● **EXERCISE**
Rewrite each line of the listing below as a JSON list of strings, one string per line, leaving out any blank lines.

● **DATA SHOWN**
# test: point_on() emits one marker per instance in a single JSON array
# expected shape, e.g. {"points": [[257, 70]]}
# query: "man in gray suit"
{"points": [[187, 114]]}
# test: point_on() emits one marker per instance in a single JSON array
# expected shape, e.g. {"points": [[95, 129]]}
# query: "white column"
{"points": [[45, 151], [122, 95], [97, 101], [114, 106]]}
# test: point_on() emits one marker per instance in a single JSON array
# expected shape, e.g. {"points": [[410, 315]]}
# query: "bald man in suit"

● **TASK RESULT**
[
  "# test: point_on() emits one marker per instance in a single JSON array",
  "# expected shape, e.g. {\"points\": [[257, 70]]}",
  "# query: \"man in gray suit\"",
  "{\"points\": [[187, 114]]}",
  "# test: point_on() emits one marker per instance in a single JSON array",
  "# expected shape, e.g. {\"points\": [[95, 129]]}",
  "# query: \"white column\"",
  "{\"points\": [[45, 151], [122, 95], [97, 101], [114, 106]]}",
  "# test: point_on() emits one marker per instance in a single JSON array",
  "# expected shape, e.g. {\"points\": [[410, 315]]}",
  "# query: \"bald man in suit\""
]